TEXTO DE LECTURA:
Desconozco si pudo haber alguno más en otras zonas lejanas, pero en la nuestra no se conocía otro retrete ni de una forma ni de otra, hasta que llegaron los comerciales de loza, muchos años mas tarde. Estos empezaron a llegar a nuestro pueblo en el año 1954, el mismo año en el que yo perdí las manos.
En algunos escritos se dice que los primeros vestigios de la existencia del WC son de hace casi 3000 años, bajo el reinado del rey Minos de Creta, en cambio otros sitúan al primer retrete en Pakistan y lo fechan en una época muy anterior, 2500 años a.c. Luego llegaron los romanos y los mejoraron. Pero eran retretes públicos o para los palacios de los ricos. Un poeta inglés, sir John Harington, diseñó para la reina, en 1597, un retrete parecido a los actuales y cien años más tarde se perfeccionó el sistema de cisterna. Pero no fue hasta mediados del siglo XIX que la Salud Pública inglesa obligó a instalar en todas las casas que se construyeran un servicio de inodoro. Hacia 1890 ya se había extendido a toda Europa.

Registros de un conjunto de etiquetado de puntos:
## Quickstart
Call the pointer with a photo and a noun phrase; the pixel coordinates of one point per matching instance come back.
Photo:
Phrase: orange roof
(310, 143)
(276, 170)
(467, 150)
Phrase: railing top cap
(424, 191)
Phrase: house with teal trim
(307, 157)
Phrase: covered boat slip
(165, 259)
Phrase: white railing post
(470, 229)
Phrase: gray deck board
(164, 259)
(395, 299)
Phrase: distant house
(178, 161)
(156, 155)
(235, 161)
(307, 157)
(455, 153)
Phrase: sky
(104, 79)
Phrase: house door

TAREAS A REALIZAR:
a. Indica si cada afirmación coincide con el texto sobre la historia del retrete, con "sí" o "no" y la cita literal que lo decide: (i) Los comerciales de loza empezaron a llegar al pueblo en 1954. (ii) Sir John Harington diseñó su retrete para un rey. (iii) Hacia 1890 el inodoro ya se había extendido a toda Europa.
b. Por favor, prosigue el texto sobre la historia del retrete a partir de su última oración.
Los registros no intervienen en este ejercicio.

RESPUESTAS DEL EJERCICIO:
a.
(i) Sí: "Estos empezaron a llegar a nuestro pueblo en el año 1954"
(ii) No: "diseñó para la reina, en 1597"
(iii) Sí: "Hacia 1890 ya se había extendido a toda Europa."

b.
O sea, que hace poco más de dos siglos que las cloacas sirven a domicilios privados, hasta entonces la gente común hacía sus necesidades en un orinal que vaciaba en la calle al grito de ¡agua va! La gente del campo tenía para sus necesidades la cuadra del ganado, así que el retrete tardó mucho tiempo en ser valorado y comercializado entre los campesinos. Así que mi abuelo fue un adelantado a su tiempo también en el uso del excusado.
…/…
Los abuelos estaban desesperados, por tanto tiempo transcurrido pero al fin nos vieron. Estábamos a una distancia que sólo se veía el bulto pero sí oir. Nuestro abuelo supuso que seríamos nosotros porque con aquella nevada y de esa parte nadie iba circular y nos llamó. Le contesté diciéndole:
– ¡Ya llegamos, abuelo, tranquilo!
Lo primero que nos dijo fue:
– ¿Estáis bien?
– Sí que estamos bien y con la castañal a nuestro lado.
– Dejadla para mañana, ya fue bastante por hoy.
– Para lo poco que queda terminaremos de llevarla a su sitio, le dije.
Preguntamos si había llegado nuestro padre.
– No ha llegado todavía, estará al llegar dijo.
Mi padre ya nos había oído desde el camino que venía de la otra parte de la montaña, a poca distancia. Nos escuchó y nos dijo que ya estaba cerca.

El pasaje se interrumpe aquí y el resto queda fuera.